- EXTRAIT CITÉ -
***

«Single Seat» – «Strasbourg et le Rhin Supérieur ne pourront que grandir !»
Interview avec l'eurodéputé allemand Arne Gericke de la «Familienpartei» qui se bat pour le siège unique du Parlement Européen à Strasbourg – avec détermination et d'excellents arguments.
(KL) – Rares sont ceux qui s’expriment avec une réelle détermination en faveur du siège unique du Parlement Européen à Strasbourg. Arne Gericke, l’eurodéputé de la petite «Familienpartei», en parle avec un engagement réel – il veut tout mettre en œuvre pour que le Parlement Européen quitte la capitale belge pour retrouver un cadre de travail serein à Strasbourg. Interview.
Monsieur Gericke, vous vous engagez pour le «Single Seat» du Parlement Européen à Strasbourg et ce, non seulement pour des raisons financières…
Arne Gericke : D’abord, il faut souligner que les Traités Européens permettraient un tel transfert du Parlement à Strasbourg, il suffirait que le Conseil Européen prenne une telle décision. Et en effet, plusieurs raisons parlent pour Strasbourg. Si l’aspect financier est très important en considérant le coût faramineux pour la rénovation des bâtiments délabrés à Bruxelles ainsi que pour la construction de nouveaux bâtiments, il convient de relever que les installations européennes à Strasbourg présentent d’autres avantages – comme celui d’être extensibles à souhait, qu’ils aient été construits pour accueillir le Parlement et ses collaborateurs et qu’à Strasbourg, les élus, qui doivent répondre avant tout à leurs électeurs et électrices, auraient une distance plus saine par rapport aux plus de 20 000 lobbyistes à Bruxelles. Je crois que le Parlement retrouverait à Strasbourg une plus grande sérénité, considérant qu’aujourd’hui, à Bruxelles, c’est l’administration qui nous dicte le schéma du travail.
Comment ça ?
AG : Il y a jusqu’à 10 000 emplois qui dépendent directement ou indirectement des institutions européennes à Bruxelles. Cela crée un appareil administratif énorme et c’est l’administration qui domine le déroulement des travaux des élus et non pas le contraire – souvent, nous ne disposons de documents importants qu’à deux ou trois jours avant les délibérations, à cause des impératifs de l’administration. Bruxelles, c’est le synonyme de la technocratie, tandis que Strasbourg représente, déjà par ses bâtiments dédiés au Parlement, un tout autre contexte de travail.

***

- ENTRÉES EXTRAITES -
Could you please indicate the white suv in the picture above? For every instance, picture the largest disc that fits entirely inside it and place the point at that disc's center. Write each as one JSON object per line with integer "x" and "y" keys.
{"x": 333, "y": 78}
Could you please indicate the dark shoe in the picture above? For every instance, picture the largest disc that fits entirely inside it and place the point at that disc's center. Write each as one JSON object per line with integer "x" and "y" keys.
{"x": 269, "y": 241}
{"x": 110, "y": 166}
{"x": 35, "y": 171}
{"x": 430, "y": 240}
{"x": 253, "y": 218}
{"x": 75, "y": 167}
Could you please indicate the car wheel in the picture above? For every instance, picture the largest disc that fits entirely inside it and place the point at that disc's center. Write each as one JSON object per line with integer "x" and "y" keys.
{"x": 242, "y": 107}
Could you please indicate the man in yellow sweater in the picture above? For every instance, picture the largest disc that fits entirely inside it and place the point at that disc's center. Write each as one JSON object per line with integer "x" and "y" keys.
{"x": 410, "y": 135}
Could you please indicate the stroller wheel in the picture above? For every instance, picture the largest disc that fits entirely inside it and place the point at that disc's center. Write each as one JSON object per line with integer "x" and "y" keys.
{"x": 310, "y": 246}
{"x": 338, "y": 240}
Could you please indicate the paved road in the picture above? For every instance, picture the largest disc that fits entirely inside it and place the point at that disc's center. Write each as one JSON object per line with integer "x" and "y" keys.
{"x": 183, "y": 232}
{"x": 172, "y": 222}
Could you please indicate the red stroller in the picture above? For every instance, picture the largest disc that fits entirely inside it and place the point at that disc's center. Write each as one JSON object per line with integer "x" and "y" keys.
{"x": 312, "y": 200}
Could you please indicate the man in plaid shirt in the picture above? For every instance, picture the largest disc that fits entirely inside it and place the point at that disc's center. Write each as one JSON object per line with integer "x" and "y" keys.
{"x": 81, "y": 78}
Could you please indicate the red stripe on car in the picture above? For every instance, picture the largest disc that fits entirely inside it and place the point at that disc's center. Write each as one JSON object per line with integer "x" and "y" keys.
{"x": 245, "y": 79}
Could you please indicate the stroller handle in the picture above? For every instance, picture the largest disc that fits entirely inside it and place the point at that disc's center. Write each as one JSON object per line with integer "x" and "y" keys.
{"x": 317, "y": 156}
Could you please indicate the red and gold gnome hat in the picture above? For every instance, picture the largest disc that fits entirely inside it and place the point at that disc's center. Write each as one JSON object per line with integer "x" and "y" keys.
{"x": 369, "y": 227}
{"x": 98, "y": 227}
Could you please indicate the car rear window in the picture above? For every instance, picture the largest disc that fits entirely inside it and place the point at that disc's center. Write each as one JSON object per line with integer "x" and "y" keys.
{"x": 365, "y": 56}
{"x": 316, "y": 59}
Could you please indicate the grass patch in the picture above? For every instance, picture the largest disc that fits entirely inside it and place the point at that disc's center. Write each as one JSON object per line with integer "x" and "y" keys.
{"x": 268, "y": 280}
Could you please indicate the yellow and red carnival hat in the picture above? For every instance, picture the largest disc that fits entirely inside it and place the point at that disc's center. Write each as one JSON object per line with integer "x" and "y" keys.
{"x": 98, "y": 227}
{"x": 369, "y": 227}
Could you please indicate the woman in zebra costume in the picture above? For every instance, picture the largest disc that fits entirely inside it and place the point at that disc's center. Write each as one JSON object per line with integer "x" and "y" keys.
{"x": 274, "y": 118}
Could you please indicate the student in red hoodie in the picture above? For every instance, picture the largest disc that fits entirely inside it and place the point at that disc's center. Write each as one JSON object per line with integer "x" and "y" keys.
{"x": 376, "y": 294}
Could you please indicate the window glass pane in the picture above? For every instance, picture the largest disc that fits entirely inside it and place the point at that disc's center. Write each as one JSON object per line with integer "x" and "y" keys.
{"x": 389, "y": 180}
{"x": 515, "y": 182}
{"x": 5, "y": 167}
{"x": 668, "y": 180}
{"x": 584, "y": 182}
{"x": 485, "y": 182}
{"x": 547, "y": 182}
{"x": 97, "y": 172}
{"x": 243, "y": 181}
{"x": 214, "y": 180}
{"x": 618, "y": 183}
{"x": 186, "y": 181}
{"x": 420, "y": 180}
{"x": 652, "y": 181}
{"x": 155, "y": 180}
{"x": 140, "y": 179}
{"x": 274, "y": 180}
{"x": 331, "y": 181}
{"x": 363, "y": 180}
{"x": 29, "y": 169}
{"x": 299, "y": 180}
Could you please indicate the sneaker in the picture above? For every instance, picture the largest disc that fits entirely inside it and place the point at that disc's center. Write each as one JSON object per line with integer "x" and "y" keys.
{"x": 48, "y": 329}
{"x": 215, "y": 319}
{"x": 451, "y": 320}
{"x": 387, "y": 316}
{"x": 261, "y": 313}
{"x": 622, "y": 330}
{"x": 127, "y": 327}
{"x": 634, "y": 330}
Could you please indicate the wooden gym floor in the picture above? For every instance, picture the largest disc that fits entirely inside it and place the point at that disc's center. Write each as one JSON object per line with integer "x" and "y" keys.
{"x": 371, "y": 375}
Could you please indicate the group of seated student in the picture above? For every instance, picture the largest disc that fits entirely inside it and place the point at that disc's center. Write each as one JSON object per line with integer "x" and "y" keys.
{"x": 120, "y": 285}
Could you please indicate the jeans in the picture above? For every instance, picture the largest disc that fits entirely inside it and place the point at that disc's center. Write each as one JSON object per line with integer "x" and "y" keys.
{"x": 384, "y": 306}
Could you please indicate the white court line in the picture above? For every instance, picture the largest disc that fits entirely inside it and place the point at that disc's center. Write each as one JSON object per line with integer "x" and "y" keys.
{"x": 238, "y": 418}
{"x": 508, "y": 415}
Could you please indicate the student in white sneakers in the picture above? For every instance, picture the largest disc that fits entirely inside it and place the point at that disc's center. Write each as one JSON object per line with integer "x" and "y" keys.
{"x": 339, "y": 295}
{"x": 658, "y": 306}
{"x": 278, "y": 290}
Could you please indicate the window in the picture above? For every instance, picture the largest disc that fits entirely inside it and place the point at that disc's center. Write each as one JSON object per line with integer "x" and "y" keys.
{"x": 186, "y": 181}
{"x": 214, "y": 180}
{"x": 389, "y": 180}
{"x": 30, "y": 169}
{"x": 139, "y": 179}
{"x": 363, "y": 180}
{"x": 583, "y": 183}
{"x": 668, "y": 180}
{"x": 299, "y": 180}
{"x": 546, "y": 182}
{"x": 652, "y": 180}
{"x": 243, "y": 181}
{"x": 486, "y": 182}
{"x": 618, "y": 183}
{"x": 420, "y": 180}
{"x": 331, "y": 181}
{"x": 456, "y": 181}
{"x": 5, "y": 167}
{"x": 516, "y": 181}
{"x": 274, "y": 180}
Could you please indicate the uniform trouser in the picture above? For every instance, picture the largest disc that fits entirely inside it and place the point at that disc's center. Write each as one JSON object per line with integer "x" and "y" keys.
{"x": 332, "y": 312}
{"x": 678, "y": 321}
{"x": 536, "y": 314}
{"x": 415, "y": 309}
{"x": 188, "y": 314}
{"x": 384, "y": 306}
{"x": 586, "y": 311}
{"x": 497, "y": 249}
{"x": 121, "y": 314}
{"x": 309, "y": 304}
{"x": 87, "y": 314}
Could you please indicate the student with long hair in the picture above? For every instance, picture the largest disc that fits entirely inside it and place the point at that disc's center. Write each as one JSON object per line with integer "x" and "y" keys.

***

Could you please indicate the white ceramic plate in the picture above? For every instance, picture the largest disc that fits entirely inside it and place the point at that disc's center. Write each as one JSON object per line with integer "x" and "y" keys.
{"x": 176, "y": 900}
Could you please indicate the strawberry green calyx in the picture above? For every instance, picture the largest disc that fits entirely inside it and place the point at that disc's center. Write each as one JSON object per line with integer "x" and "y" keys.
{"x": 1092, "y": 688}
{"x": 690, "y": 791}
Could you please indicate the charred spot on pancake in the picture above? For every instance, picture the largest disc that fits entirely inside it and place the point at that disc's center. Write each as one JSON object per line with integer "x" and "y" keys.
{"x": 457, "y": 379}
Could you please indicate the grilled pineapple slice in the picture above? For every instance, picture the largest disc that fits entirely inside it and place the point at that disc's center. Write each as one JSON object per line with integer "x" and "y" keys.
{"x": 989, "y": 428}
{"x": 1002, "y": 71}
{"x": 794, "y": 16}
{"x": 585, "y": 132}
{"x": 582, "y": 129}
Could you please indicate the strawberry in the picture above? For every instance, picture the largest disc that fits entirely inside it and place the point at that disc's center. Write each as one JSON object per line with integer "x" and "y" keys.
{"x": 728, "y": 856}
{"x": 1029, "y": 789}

***

- À FAIRE -
• a. D'après l'interview sur le siège unique du Parlement européen, combien d'emplois dépendent directement ou indirectement des institutions européennes à Bruxelles ?
• b. Indiquez si chacune de ces affirmations concorde avec l'interview sur le siège unique du Parlement européen, en répondant par oui ou non et en citant les mots décisifs : (i) Arne Gericke affirme que les Traités européens permettraient le transfert du Parlement à Strasbourg. (ii) Il situe à Strasbourg les plus de 20 000 lobbyistes. (iii) Il dit que les élus reçoivent souvent les documents importants une semaine avant les délibérations.
• c. Poursuivez l'interview sur le siège unique du Parlement européen à partir de sa dernière phrase.
Le matériel ci-dessus provient d'une autre source.

- RÉPONSES PAR TÂCHE -
• a. Jusqu'à 10 000 emplois.

• b.
(i) Oui : « les Traités Européens permettraient un tel transfert du Parlement à Strasbourg ».
(ii) Non : « une distance plus saine par rapport aux plus de 20 000 lobbyistes à Bruxelles ».
(iii) Non : « souvent, nous ne disposons de documents importants qu’à deux ou trois jours avant les délibérations ».

• c.
Vous parlez des 20 000 lobbyistes à Bruxelles…
AG : Je ne suis pas contre le fait qu’il y ait des lobbyistes – pour beaucoup de dossiers, nous avons besoin d’informations de la part des experts, dont beaucoup fournissent un travail important en amont de nos décisions. Mais il faut être honnête : il y a aussi des lobbyistes qui tentent d’acheter des votes. Lors de certaines décisions, j’ai du mal à comprendre comment mes collègues puissent voter comme ils votent et force est de constater que l’argent peut acheter de l’influence.
Vous ne pensez pas qu’en cas d’un déménagement vers Strasbourg, les lobbyistes déménageraient aussi vers la capitale alsacienne ?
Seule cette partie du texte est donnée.